## Assignment
From the listing below, extract every line in which the word "instance" appears.

--

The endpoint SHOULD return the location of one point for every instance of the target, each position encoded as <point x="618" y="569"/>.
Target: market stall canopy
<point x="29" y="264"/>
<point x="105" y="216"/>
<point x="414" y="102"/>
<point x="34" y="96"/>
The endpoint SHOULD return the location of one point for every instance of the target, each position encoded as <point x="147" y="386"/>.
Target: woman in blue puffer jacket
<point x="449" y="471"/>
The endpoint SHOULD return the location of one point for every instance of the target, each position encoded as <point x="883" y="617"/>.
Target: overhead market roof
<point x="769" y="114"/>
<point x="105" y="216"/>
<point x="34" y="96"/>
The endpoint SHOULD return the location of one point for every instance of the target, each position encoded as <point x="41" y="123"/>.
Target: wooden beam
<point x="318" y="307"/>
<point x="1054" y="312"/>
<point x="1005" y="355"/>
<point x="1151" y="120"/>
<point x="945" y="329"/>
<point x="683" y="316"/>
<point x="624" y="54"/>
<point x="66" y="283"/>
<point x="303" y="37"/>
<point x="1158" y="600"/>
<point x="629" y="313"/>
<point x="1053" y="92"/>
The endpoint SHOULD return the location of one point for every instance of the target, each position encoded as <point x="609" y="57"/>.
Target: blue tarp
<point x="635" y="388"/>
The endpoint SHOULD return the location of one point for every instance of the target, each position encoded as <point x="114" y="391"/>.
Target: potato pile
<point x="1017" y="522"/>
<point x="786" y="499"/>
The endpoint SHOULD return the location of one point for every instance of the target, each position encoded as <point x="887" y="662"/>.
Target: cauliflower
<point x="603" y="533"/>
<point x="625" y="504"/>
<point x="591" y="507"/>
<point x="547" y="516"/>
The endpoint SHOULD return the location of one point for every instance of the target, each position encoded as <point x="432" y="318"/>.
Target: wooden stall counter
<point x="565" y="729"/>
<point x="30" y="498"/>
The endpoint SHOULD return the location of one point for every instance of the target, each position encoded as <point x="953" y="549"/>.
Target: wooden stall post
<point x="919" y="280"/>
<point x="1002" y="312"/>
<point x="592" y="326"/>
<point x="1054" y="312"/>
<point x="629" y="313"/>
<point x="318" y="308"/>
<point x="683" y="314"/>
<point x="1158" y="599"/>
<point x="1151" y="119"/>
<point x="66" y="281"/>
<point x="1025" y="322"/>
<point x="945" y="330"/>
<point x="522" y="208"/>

--

## Task output
The endpoint SHOULD return the location of one point for every instance of the target, each position encoded as <point x="618" y="569"/>.
The endpoint SHOULD return the location of one point for every instance of the target, each position encoded as <point x="147" y="386"/>.
The endpoint SHOULD return the location of one point for every instance of the target, each position encoded as <point x="883" y="617"/>.
The endpoint SHOULD return the location of one point for every instance of the target, each position encoded as <point x="41" y="123"/>.
The endpoint SHOULD return the location of one point for every instance of the target, each position encoded as <point x="609" y="57"/>.
The endpoint SHOULD return the location of one point for every instance of the target, each position encoded as <point x="114" y="391"/>.
The endpoint SHOULD return the location of one point for every instance of the target, each position encoded as <point x="887" y="662"/>.
The endpoint SHOULD return the location of one point for every instance of the target, each position encoded as <point x="432" y="318"/>.
The endpoint SHOULD return the location of one point for every instance of the target, each position encoded as <point x="953" y="549"/>.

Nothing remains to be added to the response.